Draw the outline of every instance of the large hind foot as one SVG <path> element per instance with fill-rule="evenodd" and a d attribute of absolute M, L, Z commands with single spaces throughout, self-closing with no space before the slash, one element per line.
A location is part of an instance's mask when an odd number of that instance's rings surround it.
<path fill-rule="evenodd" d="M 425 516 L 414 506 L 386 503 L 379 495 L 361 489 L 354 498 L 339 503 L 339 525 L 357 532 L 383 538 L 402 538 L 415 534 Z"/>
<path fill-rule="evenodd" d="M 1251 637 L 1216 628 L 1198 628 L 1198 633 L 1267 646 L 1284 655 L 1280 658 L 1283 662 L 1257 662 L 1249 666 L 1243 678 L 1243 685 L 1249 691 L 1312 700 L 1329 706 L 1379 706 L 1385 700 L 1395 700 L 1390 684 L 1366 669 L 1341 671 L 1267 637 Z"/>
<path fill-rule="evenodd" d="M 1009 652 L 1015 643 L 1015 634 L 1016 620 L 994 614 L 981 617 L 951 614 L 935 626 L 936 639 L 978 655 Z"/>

-- WRITTEN TASK --
Write out the material above as a JSON list of strings, with one string per line and no blank lines.

-- SOLUTION TO THIS PROBLEM --
[
  "Draw the outline of every instance of the large hind foot as one SVG <path> element per instance with fill-rule=\"evenodd\" and a d attribute of absolute M, L, Z commands with single spaces throughout, self-closing with no space before the slash, one element per line.",
  "A location is part of an instance's mask when an odd number of that instance's rings surround it.",
  "<path fill-rule=\"evenodd\" d=\"M 425 516 L 414 506 L 386 503 L 379 495 L 361 489 L 354 498 L 339 503 L 339 525 L 357 532 L 383 538 L 402 538 L 415 534 Z\"/>",
  "<path fill-rule=\"evenodd\" d=\"M 1251 637 L 1216 628 L 1198 628 L 1198 633 L 1267 646 L 1284 655 L 1280 658 L 1283 662 L 1257 662 L 1249 666 L 1243 678 L 1243 685 L 1249 691 L 1312 700 L 1329 706 L 1379 706 L 1385 700 L 1395 700 L 1390 684 L 1366 669 L 1341 671 L 1267 637 Z\"/>",
  "<path fill-rule=\"evenodd\" d=\"M 1009 652 L 1015 643 L 1015 634 L 1016 620 L 994 614 L 981 617 L 951 614 L 935 626 L 936 639 L 978 655 Z\"/>"
]